::: Study material :::
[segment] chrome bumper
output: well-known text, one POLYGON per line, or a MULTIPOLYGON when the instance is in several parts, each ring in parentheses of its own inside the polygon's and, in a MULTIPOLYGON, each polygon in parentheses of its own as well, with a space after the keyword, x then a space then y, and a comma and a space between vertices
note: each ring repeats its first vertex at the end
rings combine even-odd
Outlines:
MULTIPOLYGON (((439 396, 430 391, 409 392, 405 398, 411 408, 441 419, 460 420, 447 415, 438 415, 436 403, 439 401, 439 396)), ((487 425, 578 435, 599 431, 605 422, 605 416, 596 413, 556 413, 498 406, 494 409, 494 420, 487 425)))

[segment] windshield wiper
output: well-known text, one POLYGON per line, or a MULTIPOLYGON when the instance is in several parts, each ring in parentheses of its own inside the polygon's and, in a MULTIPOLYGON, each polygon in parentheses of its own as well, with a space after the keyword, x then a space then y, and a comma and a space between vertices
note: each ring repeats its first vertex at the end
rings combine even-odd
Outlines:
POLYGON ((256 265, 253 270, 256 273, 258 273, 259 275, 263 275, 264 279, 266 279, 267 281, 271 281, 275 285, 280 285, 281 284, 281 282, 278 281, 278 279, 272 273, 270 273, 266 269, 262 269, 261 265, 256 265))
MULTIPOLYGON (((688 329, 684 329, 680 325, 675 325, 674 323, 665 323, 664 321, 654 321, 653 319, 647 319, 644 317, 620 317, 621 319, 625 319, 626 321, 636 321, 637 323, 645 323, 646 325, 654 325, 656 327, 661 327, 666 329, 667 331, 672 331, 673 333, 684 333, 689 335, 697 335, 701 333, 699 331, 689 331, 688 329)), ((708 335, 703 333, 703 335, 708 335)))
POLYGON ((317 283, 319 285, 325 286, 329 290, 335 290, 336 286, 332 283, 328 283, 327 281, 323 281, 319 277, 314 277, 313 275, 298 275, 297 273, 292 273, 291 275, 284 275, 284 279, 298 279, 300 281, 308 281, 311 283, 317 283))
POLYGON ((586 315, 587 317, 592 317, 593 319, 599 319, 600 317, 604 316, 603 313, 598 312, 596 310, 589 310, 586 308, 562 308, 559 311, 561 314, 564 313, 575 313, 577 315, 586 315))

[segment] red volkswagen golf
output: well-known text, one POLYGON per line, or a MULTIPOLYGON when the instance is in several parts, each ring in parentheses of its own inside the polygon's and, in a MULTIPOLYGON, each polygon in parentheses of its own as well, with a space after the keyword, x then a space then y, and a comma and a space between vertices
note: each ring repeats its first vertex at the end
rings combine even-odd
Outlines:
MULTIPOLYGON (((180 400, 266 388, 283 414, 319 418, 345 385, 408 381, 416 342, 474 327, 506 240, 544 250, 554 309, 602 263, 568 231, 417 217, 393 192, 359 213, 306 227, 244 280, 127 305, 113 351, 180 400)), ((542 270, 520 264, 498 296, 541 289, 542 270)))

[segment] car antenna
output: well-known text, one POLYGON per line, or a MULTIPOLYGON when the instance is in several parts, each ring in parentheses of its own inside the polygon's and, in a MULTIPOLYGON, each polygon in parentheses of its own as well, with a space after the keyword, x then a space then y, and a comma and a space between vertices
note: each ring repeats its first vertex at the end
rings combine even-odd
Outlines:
:::
Your instructions:
The answer must consist of each line from the entries that contains the string "segment".

Answer below:
[segment] chrome bumper
[segment] windshield wiper
[segment] red volkswagen golf
[segment] car antenna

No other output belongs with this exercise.